--- COMPLETE THE FOLLOWING ---
**A)** Answer these from the research descriptions:
(i) Which group of animals does the first description emphasize in its foraging and nutritional ecology work?
(ii) What method identifies genes with preferential or exclusive expression in the vascular tissues?
(iii) Which model systems does the plant physiology description name?
**B)** Do these statements agree with the research descriptions? For each, answer yes or no and quote the words that decide it.
(i) The vascular research identifies genes by their mutant vascular phenotype.
(ii) Zinc is the trace element given particular attention in the plant physiology research.
(iii) The first description aims to link small-scale processes to large-scale patterns.
**C)** Carry on the research descriptions from their last sentence.

--- DOCUMENT PASSAGE ---
Research focuses on large mammals with emphasis on foraging and nutritional ecology of ungulates, plant-herbivore interactions and landscape modifications on wildlife populations. Current interest lies in linking small-scale processes to large-scale patterns in animal distribution and population dynamics.

Vascular pattern formation and vascular differentiation in plants using a strategy that combines molecular genetics and genomics with cell biology. This approach includes: (1) the generation and use, in different genetic backgrounds, of fluorescently tagged markers of vascular cell states, cell polarity and subcellular components; (2) the identification of genes by mutant vascular phenotype, and their subsequent isolation and analysis at the molecular level; (3) the identification of genes with preferential or exclusive expression in the vascular tissues by whole-genome oligonucleotide microarray, and the isolation and characterisation of insertional mutants in these genes.

Plant Physiology and Functional Genomics. My research focuses on understanding the mechanisms plants use to tolerate abiotic stresses in the soil environment, such as metal toxicity and nutrient deficiency. We currently have three overlapping research directions: (1) adaptation of plants to acidic soils, focusing on the primary growth-limiting factors aluminum toxicity and phosphate deficiency; (2) regulation of trace element, particularly cadmium, accumulation and transport in plants; and (3) functional characterization of P_1B-type heavy-metal ATPase transporters in Brachypodium distachyon. We use techniques of cell and molecular biology, comparative genomics, bioinformatics, and whole-plant physiology to study how model systems (Arabidopsis, Brachypodium, yeast) and agronomically important crops (wheat, canola, rice) respond to abiotic stress at the molecular, cellular, and whole-plant levels.

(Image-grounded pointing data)
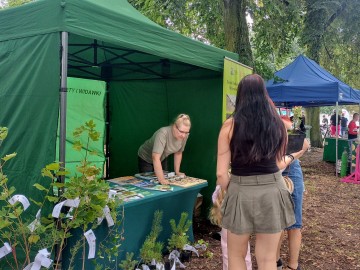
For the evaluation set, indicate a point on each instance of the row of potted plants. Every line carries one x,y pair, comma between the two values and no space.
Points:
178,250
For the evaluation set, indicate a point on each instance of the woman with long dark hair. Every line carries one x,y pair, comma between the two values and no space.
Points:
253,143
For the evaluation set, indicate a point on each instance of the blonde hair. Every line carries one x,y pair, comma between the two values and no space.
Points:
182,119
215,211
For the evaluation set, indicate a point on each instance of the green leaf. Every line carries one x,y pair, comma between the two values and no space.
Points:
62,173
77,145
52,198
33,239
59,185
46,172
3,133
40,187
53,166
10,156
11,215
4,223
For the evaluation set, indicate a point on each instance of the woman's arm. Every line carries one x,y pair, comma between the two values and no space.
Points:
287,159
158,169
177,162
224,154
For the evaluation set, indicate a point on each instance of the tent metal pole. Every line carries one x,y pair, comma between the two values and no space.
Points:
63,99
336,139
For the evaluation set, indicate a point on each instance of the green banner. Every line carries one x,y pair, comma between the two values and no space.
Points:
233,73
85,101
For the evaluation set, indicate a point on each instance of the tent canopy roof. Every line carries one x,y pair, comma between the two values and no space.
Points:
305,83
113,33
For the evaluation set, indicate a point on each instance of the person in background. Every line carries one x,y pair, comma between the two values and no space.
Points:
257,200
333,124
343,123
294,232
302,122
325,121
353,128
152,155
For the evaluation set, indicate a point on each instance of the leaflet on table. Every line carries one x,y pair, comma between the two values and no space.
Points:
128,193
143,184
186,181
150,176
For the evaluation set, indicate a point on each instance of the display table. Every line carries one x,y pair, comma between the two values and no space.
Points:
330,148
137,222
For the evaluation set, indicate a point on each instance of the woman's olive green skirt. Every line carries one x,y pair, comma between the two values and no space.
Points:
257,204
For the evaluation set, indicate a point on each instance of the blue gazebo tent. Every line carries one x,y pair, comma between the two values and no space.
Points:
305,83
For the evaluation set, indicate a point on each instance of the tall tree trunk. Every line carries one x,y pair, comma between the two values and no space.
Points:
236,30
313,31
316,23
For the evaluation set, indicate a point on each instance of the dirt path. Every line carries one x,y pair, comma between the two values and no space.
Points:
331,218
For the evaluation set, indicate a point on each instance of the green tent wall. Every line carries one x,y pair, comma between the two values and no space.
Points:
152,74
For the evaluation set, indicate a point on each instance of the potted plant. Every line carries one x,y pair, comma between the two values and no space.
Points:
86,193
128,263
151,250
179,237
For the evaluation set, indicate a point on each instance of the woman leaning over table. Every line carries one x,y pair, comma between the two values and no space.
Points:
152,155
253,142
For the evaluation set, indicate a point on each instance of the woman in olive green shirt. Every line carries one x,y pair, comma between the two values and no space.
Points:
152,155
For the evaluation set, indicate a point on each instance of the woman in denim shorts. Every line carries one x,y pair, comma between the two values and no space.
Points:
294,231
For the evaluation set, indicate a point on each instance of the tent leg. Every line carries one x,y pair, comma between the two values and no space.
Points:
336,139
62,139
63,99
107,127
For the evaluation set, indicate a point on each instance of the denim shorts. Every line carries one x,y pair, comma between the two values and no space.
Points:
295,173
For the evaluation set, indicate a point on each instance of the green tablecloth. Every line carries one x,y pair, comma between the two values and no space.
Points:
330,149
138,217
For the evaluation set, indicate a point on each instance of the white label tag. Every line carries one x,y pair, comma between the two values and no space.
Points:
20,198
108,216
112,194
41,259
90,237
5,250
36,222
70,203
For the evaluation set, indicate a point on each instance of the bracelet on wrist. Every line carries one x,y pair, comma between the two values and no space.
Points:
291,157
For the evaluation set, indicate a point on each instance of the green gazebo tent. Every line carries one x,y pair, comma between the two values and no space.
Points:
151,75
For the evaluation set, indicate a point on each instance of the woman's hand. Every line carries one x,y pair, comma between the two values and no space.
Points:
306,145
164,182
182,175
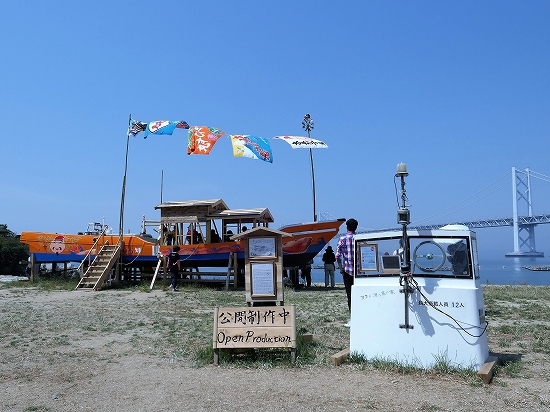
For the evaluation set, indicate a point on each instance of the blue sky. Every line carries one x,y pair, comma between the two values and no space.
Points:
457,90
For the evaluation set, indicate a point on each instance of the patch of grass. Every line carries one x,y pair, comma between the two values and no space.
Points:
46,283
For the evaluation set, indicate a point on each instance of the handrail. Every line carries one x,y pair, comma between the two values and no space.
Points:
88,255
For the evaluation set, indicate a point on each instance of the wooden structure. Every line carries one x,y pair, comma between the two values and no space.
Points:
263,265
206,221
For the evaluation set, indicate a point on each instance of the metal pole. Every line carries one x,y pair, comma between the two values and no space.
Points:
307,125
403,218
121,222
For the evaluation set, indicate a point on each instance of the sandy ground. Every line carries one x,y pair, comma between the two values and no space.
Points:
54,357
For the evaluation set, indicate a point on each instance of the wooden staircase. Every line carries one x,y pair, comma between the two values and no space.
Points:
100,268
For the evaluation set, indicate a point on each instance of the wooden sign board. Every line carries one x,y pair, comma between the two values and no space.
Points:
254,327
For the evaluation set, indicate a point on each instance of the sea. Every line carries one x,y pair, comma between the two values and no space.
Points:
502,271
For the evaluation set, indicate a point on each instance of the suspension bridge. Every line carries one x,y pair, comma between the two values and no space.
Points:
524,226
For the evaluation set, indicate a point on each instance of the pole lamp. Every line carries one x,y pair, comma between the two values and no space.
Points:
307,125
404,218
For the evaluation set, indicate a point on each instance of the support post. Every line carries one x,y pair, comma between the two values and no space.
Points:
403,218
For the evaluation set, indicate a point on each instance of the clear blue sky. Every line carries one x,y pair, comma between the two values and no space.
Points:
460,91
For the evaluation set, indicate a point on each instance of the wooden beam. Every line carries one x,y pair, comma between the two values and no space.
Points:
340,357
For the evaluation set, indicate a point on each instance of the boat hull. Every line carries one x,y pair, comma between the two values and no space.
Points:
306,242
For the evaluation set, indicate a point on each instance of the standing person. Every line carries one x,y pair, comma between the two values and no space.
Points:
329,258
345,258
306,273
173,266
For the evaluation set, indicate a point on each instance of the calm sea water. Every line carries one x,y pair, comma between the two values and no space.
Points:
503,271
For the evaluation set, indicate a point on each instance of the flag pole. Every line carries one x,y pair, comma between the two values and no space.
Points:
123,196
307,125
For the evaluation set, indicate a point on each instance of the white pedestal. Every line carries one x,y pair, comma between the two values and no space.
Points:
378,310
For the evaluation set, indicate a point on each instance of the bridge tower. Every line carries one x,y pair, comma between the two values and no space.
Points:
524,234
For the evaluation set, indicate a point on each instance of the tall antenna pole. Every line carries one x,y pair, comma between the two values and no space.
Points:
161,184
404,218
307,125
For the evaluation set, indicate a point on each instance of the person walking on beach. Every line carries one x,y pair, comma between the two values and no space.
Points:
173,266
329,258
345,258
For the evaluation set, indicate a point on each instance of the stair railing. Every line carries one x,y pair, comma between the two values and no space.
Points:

--- SOLVED PROBLEMS ---
**A)**
(i) Ungulates
(ii) Whole-genome oligonucleotide microarray
(iii) Arabidopsis, Brachypodium and yeast

**B)**
(i) Yes: "the identification of genes by mutant vascular phenotype"
(ii) No: "particularly cadmium"
(iii) Yes: "linking small-scale processes to large-scale patterns in animal distribution and population dynamics"

**C)**
- Alpine, Arctic, and Boreal Ecology - Freshwater Biodiversity and Ecosystem Function - Cumulative Impacts of Global Change on Aquatic Ecosystems - Stress and Ecosystem Recovery - Land-Water Linkages

Professor Wong is jointly appointed in the Department of Biological Sciences and the Department of Medicine. He is also Associate Director of the Beijing Genomics Institute and a Guest Professor in the Chinese Academy of Sciences. The unifying theme behind his research is the relentless improvement in our ability to acquire molecular biology data at lower costs. His two biggest programs are in plant sequencing and in viral metagenomics. In the first instance, he is leading an international consortium to collect gene sequence information for 1000 plant species. In the second instance, he is partnered with medical doctors at the University of Alberta to develop novel methods to identify pathogens in clinical samples. In all cases, enormous quantities of data are collected for these projects, and hence computational analysis plays a central role. Development of algorithms that deal with the practicalities of these data sets is another component of his research. Prospective graduate students and postdoctoral fellows MUST be fluent in mathematics and computational analysis, as well as in biology.

As Curator of the University of Alberta Microfungus Collection and Herbarium, my research in fungal systematics is concerned with fungi that cause disease, elicit allergy or hypersensitivity reactions, produce toxins or metabolites of medicinal importance, and occupy vertebrate-associated habitats.

Current research is investigating the role of elevated carbon dioxide and ultra-violet B levels on the growth and development of boreal forest conifer species. The influence of those treatments on photosynthesis and frost hardiness is given particular emphasis.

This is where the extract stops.